Problem to solve:
From the essay on election systems, write out word for word the passage from "I'm working on" up to and including "broadly and accurate.".

Text shown:
------------------------------

The people who oversee elections are usually called "Election Judges" for a week. Elections have to be adjudicated by non-partisan, neutral, professional people who either have no stake in the outcome and can weigh facts or can set aside their feelings and behave judiciously. The problem with our current election systems is that the neutrality of this election process is often a sham. Not just between the parties in the main election but from beginning to end and top down. We use a privateering corporate approach to elections that subverts efforts to protect process and ensure that everyone in the country is represented. Our politicians are mostly in it for themselves, and that is okay. We who aren't running for office should provide the checks and balances on their behavior, because otherwise they'll fight about everything except when they pause to loot us.
I'm working on an alternative that will work. And I've examined the glossy offerings so far and see that none of them are adequate. I've got ideas for improving them, but if I have to I'll compete with them. One such offering is: http://interoccupy.net/. I'm looking for others, and allies. Potential allies would be Move On, Netroots, and other groups. I'm not interested in helping Republicans but we'd be better off if they did the same thing. We need communities with two way communication, regression in sub-chaptering, standardized charters and the ability to share information broadly and accurate.
What we find are many folks in our history who paid lip service to John Locke's thinking but actually tried to subvert it. I wrote about Burke's subversion of Locke in "Burke Versus John Locke" a while ago. But I have Henry George to thank for attacking Spencer's attack on the notion of property as an equal right.

------------------------------

(Dataset records)
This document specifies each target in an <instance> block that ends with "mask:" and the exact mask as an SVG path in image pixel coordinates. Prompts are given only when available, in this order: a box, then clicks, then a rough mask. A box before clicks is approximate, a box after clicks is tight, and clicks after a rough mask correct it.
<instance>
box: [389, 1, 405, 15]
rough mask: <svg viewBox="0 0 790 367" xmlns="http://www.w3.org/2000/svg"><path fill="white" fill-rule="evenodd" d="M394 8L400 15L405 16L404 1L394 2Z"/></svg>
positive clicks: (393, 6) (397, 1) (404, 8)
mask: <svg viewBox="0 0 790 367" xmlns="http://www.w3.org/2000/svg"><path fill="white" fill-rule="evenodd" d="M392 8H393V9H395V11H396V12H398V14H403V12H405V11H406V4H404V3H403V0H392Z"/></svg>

------------------------------

Result for this task:
I'm working on an alternative that will work. And I've examined the glossy offerings so far and see that none of them are adequate. I've got ideas for improving them, but if I have to I'll compete with them. One such offering is: http://interoccupy.net/. I'm looking for others, and allies. Potential allies would be Move On, Netroots, and other groups. I'm not interested in helping Republicans but we'd be better off if they did the same thing. We need communities with two way communication, regression in sub-chaptering, standardized charters and the ability to share information broadly and accurate.